[Brief] Search the listing for the word "cloud" and return each line that contains it.

-------- Extracted material --------

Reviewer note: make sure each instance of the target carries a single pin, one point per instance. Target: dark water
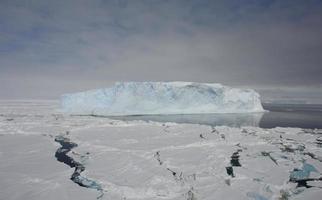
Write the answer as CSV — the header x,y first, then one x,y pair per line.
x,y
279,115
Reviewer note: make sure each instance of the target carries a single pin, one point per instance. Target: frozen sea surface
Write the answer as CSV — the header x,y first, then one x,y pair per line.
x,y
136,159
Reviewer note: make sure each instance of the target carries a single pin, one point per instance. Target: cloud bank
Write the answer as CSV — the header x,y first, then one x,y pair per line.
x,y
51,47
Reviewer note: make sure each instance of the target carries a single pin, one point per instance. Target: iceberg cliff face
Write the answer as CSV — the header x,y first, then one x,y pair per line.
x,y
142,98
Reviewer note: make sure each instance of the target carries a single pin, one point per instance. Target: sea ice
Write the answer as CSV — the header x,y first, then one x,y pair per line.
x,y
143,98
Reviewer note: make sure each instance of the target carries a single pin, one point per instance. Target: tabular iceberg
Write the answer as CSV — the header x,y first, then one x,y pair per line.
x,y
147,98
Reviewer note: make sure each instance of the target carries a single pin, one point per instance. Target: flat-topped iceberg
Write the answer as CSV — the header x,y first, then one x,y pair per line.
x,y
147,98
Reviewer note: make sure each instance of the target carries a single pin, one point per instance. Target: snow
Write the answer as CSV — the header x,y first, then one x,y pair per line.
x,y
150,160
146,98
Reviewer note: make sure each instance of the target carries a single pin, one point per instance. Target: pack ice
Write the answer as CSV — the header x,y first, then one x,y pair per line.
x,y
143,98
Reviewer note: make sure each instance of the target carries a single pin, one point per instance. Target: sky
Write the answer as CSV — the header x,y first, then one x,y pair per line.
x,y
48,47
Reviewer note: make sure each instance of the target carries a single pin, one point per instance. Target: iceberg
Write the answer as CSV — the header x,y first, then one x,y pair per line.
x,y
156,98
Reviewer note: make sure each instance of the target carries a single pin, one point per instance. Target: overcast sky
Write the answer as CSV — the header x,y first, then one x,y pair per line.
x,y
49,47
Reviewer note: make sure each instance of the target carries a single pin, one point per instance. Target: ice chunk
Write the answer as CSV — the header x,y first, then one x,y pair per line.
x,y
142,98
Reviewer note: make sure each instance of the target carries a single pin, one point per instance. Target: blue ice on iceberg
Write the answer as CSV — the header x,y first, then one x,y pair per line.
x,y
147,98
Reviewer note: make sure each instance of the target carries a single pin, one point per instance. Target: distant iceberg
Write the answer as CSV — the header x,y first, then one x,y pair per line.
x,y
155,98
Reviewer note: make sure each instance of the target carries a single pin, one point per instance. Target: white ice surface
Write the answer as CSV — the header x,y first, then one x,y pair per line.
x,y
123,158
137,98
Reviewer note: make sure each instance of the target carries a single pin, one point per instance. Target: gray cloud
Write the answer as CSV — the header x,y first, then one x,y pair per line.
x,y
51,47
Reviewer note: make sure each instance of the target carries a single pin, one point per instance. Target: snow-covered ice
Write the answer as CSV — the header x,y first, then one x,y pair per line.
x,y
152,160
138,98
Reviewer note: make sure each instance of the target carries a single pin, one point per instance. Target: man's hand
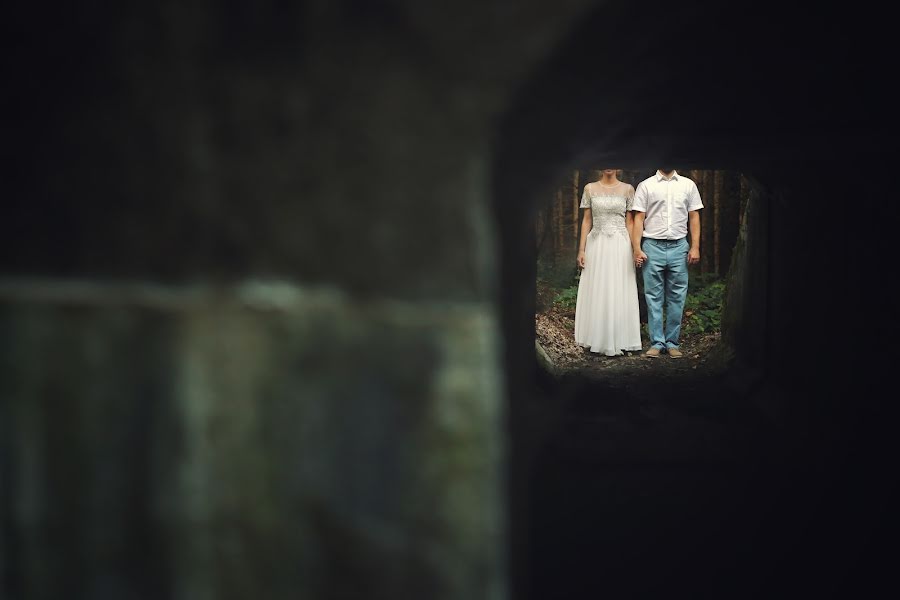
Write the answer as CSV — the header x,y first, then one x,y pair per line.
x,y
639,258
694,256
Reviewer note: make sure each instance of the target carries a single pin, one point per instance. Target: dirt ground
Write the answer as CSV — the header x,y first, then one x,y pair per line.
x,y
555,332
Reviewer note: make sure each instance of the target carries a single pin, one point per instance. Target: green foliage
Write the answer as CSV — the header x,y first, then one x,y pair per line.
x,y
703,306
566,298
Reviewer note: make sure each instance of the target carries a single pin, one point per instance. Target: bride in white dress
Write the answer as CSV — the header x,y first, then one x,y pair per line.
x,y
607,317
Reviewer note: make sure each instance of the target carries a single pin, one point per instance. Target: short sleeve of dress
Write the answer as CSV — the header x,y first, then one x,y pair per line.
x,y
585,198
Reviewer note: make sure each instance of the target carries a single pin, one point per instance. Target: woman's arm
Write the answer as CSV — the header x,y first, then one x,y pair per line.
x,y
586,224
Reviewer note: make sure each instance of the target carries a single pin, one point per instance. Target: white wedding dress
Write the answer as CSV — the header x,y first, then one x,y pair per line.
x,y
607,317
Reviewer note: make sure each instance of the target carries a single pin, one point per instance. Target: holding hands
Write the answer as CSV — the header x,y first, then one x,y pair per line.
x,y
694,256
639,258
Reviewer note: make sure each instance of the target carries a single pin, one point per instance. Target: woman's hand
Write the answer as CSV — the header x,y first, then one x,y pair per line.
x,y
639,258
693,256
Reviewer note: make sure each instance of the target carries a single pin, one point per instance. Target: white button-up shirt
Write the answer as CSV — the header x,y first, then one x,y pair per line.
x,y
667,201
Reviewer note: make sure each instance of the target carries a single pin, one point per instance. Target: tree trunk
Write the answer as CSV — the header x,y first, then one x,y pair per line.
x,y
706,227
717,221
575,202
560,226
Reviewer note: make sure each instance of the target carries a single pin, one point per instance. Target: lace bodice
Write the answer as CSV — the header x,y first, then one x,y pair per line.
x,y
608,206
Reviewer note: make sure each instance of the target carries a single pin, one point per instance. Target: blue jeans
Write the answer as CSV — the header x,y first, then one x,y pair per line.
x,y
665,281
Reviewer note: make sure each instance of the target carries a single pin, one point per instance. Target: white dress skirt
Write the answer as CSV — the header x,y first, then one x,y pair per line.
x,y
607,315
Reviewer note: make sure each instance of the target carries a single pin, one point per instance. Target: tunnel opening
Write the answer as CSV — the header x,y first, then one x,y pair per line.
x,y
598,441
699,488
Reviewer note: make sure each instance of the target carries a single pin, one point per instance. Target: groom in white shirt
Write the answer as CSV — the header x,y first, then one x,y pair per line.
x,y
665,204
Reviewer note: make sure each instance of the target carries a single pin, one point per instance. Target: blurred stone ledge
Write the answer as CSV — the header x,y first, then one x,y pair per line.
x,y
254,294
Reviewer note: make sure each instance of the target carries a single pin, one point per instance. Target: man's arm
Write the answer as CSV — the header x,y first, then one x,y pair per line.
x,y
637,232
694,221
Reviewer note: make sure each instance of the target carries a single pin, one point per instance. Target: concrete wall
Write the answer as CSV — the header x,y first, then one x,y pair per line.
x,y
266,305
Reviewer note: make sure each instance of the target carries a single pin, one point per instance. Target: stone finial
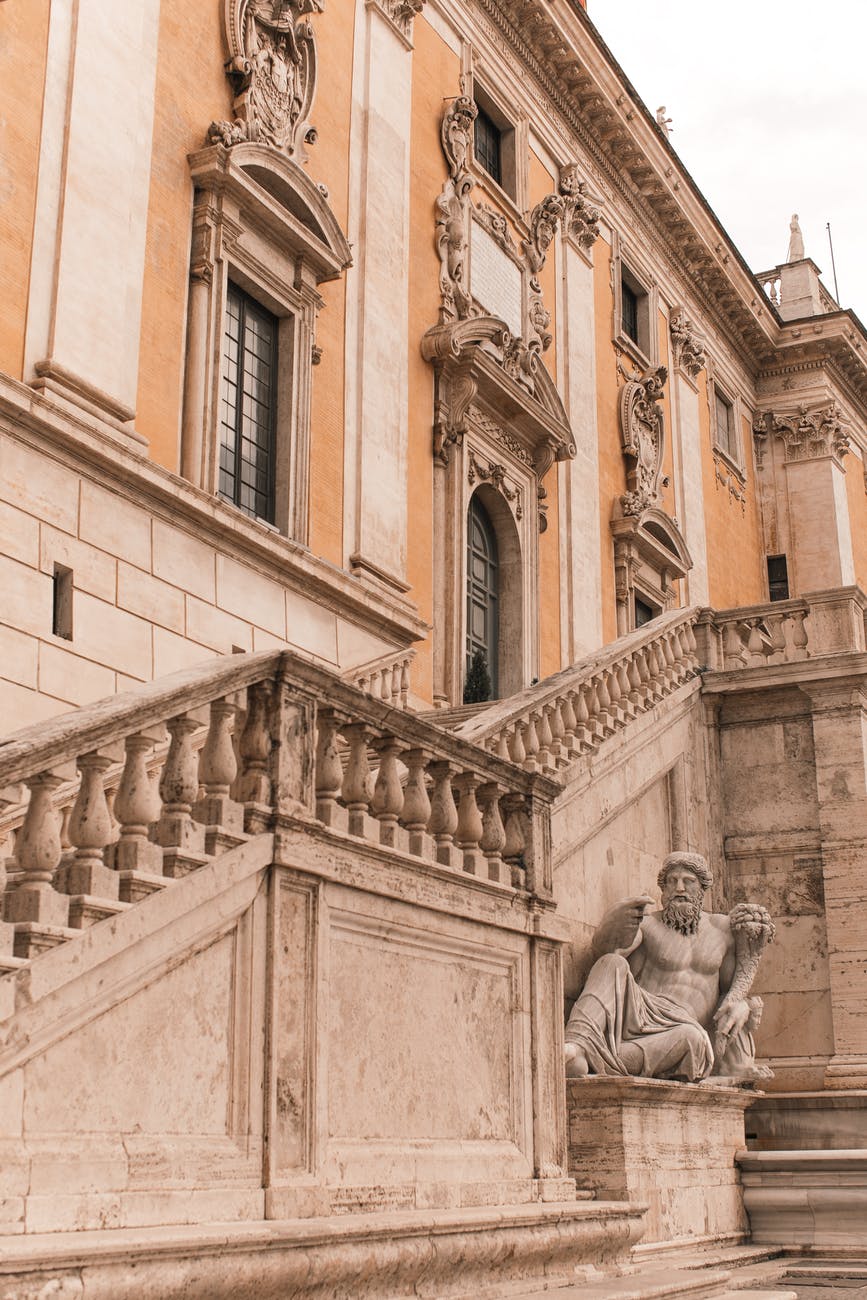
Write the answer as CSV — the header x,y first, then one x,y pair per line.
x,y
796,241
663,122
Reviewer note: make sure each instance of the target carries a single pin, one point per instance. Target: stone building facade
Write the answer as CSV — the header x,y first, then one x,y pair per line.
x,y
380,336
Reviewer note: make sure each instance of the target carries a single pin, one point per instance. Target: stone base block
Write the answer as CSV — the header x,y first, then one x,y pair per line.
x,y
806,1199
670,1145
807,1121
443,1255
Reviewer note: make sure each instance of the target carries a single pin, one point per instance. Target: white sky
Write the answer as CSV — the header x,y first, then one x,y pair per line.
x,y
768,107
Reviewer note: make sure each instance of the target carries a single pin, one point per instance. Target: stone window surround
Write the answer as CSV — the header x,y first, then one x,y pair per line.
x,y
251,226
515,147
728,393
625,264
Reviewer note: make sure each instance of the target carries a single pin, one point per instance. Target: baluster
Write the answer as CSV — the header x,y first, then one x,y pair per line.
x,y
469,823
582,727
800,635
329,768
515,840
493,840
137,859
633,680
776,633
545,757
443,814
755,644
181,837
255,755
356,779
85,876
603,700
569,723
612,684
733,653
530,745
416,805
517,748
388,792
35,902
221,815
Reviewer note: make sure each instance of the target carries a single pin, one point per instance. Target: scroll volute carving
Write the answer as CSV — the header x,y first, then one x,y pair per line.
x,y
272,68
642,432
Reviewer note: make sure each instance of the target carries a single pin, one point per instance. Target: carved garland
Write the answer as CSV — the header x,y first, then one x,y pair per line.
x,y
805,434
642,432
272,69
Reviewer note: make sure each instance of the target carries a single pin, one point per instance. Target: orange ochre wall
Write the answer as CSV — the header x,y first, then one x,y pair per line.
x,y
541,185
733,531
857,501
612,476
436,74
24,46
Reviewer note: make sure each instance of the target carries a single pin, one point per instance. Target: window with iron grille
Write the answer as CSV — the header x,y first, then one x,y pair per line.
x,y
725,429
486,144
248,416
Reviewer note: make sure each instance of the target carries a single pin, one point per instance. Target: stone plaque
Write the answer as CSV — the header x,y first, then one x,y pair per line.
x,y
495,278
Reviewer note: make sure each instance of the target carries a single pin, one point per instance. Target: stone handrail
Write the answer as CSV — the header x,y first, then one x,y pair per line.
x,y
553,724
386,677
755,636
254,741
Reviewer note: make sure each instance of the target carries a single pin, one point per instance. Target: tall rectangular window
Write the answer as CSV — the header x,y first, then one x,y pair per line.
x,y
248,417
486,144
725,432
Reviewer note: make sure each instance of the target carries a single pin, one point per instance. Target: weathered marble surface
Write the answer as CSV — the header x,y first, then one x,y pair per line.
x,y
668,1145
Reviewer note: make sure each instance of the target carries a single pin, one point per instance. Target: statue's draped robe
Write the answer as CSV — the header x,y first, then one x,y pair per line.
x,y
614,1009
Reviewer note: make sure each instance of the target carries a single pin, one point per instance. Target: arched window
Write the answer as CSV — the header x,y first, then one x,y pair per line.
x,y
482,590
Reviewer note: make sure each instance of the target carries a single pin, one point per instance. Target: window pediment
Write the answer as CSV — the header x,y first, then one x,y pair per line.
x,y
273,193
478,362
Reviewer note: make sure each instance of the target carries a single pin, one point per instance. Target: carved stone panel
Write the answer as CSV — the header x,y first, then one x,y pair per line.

--------

[Solution]
Reviewer note: make sure each instance of the target carries a single pin, one point per instance. Target: cloud bank
Reviewer note: make sure each instance of the target carries a single pin, one point per instance. Target: gray cloud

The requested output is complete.